Friday, October 01, 2010

i dont know

something is not right.

i'm getting easily irritated recently. i'm not sure if it's because of the dumb things that the people around me are doing or questions that they asked; or is it because all the stress/ issues/ shits/ stupid demands that i'm facing and handling now.

sometimes i really feel like screaming out LOUD or just pick a fight with anyone for no reason. maybe behaving like a screwed up bitch will actually makes me feel better...

and i'm actually worried that one day i might just behave like that woman you seen on youtube scolding random strangers during my train ride! haha.

to make things worst, my headache refuses to go away. symptoms of stress? maybe

and no i know it's not pms because it's too early for that.

i lost my mood and enthusiasm for everything. and am really tired no matter how much i sleep or rest. no wait... did i even sleep? i dont know. a few friends are saying that i look different and tired now.. well it's time for more mask, vitamins and berry essence!

i guess there are times when im really tired.. tired of pretending to be cheerful and happy when i'm obviously not feeling that way.

yea.. i'm tired.. really tired of all the things that's going on now, tired of taking charge, tired of all the additional responsibilities piling up, tired of being happy, tired of being positive, tired of being nice, tired of being strong, tired of being taken for a ride, tired of myself, tired of everything and anything...

and elvis presley's song says it all!

i need a shoulder to lean on
i need somebody to, to tell my troubles to
no use denying, i'm close to crying
but what good, tell me, what good would my crying do?

i need somebody to help me
help me forget all those worries on my mind
and when im lonely, if someone would only
want to be sweet and kind

i need somebody, wont that somebody
please, please listen to my plea?
need that somebody, wont that somebody
come running to me?

i dont know... maybe i need a change of environment.. a break from everything..
and i know i need to sort this out myself.

i know it's a emo post.
dont worry much. just feel like ranting.

= Task item =
Please summarize the post above in two sentences.

= Data section =
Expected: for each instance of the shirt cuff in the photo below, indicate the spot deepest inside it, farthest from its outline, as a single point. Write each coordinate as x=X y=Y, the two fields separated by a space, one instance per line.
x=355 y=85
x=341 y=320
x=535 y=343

= Reply to the exercise =
The writer has been easily irritated, stressed and worn out lately, with a headache that won't go away, no mood or enthusiasm for anything, and a deep tiredness with pretending to be cheerful and with everything else. Quoting an Elvis Presley song about needing somebody to lean on, the writer wonders whether a change of environment or a break would help, while knowing this has to be sorted out alone.